Excerpt to read ::

:::

While the discerning opinion stated;
“In a decision of startling breadth, the Court holds that commercial enterprises, including corporations, along with partnerships and sole proprietorships, can opt out of any law (saving only tax laws) they judge incompatible with their sincerely held religious beliefs. … Compelling governmental interests in uniform compliance with the law, and disadvantages that religion-based opt-outs impose on others, hold no sway, the Court decides, at least when there is a ‘less restrictive alternative.’ And such an alternative, the Court suggests, there always will be whenever, in lieu of tolling an enterprise claiming a religion-based exemption, the government, i.e., the general public, can pick up the tab (Ginsberg, 2014).
Today, corporations now have constitutional protections under, the 14th amendment though equal protection, and 1st amendment including both free speech and religious freedom. This is dangerous because corporations as a legal entity, were formed to separate the activities of the individual from the activities of the corporation. If a company is involved in illegal or risky activity, that accountability for those actions do not come down onto a single person but rather on the company as a whole. That is the incentive to incorporate. To what extent can a company with thousands of employees practice religious beliefs though a corporation? Under this logic could the first amendment be used to defend an employer who does not believe in gay marriage and has a problem against employing homosexual individuals?
Under court rulings such as Burwell v. Hobby Lobby, the company’s religious liberties hold greater legal precedence than the health and well being of the individual. This is because so much of the US healthcare insurance system depends on insurance provided by employers. Burwell v. Hobby Lobby shows that in the United States, when the employer’s and the employees’ fundamental beliefs and wellbeing are at odds, the employer’s beliefs and well-being prevail. The consequences for this could possibly lead to life and death if such beliefs in corporate personhood win over the rights the natural person. Although a corporation may in many ways contain a mixture of real people with their own constitutionally protected liberties, the company itself is not living and breathing and the well-being of that company is not subject to heath complications.

:::

Recorded information ::
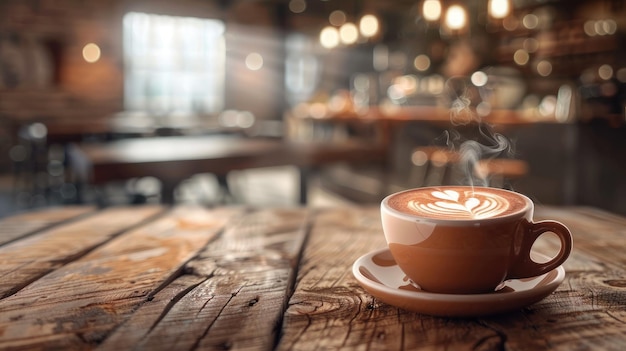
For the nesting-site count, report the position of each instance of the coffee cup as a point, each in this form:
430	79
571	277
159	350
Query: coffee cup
466	240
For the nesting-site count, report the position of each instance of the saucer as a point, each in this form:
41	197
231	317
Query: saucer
378	273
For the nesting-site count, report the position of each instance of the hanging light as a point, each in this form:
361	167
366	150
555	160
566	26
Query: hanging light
348	33
431	10
456	17
368	26
329	37
499	8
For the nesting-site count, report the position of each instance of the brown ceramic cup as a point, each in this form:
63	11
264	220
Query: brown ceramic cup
464	240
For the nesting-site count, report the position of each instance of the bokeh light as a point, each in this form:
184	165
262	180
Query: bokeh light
348	33
254	61
431	10
421	62
91	53
456	17
329	37
368	26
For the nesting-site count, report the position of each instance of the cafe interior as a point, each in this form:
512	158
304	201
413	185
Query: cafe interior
528	95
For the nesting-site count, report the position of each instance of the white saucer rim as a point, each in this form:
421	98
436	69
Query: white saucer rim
461	298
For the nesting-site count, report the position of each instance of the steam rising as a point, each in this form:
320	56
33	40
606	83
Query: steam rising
486	144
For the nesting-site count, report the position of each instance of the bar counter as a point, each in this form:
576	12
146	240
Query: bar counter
185	278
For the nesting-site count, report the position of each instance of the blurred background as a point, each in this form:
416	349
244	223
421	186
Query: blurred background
538	85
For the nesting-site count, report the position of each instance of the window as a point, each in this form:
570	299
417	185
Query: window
173	64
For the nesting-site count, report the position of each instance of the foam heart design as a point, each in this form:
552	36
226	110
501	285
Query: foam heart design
450	195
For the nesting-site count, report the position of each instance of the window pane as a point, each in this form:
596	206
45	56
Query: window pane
173	64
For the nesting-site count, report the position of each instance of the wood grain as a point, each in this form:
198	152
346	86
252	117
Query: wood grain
330	311
232	294
108	283
26	260
188	278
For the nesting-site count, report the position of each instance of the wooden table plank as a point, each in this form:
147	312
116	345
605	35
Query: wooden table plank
263	279
22	224
328	309
107	284
26	260
233	293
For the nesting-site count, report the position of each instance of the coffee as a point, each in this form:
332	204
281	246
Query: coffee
457	203
466	240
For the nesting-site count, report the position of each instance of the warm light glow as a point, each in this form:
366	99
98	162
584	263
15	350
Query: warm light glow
329	37
91	52
456	17
479	78
531	44
297	6
337	18
605	72
544	68
510	23
421	62
348	33
368	26
254	61
521	57
499	8
431	10
530	21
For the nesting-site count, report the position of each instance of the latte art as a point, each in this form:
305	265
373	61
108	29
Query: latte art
457	202
454	204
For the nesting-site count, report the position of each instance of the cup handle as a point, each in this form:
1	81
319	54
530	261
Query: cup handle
525	267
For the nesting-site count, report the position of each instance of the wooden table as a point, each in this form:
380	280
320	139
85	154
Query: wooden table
182	278
173	159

:::

Tasks to carry out ::
1. Update the passage on corporate religious liberty, starting at the words "Under court rulings" and ending after "to heath complications.", and replace "Burwell v. Hobby Lobby" with "the Hobby Lobby decision".
2. According to the passage on corporate religious liberty, which two amendments now give corporations constitutional protections?
3. Please resume the passage on corporate religious liberty after its final sentence.

Answers by item number ::
1.
Under court rulings such as the Hobby Lobby decision, the company’s religious liberties hold greater legal precedence than the health and well being of the individual. This is because so much of the US healthcare insurance system depends on insurance provided by employers. the Hobby Lobby decision shows that in the United States, when the employer’s and the employees’ fundamental beliefs and wellbeing are at odds, the employer’s beliefs and well-being prevail. The consequences for this could possibly lead to life and death if such beliefs in corporate personhood win over the rights the natural person. Although a corporation may in many ways contain a mixture of real people with their own constitutionally protected liberties, the company itself is not living and breathing and the well-being of that company is not subject to heath complications.

2. The 14th Amendment and the 1st Amendment.

3.
In sum, under the logic of the Supreme Court, corporate religious liberties, when they prove to be most profitable, trump the health of its employees. Allowing companies to cherry pick coverage when it is most convent under federal law does not allow fair standing for natural persons who seek the most affordable and accessible option.
Workers should not need to enter into employment with companies like Hobby Lobby with a clear understanding of its founders closely held beliefs, because the private business model needs to remain secular. When the workforce discriminates and acts on personal beliefs we have an unequal environment. Allowing companies to withhold benefits because of personal preface is dangerous for equality. Just because women have different medical needs that conflict with an employer’s religious beliefs, does not mean that the employers liberties are more important. The United States has a longstanding belief that when an individual’s exercise of personal liberties conflict with another’s, that other person’s liberties should not be infringed upon. In the case of Burwell v. Hobby Lobby and other cases concerning corporate personhood that’s exactly what happens, but on a very large scale.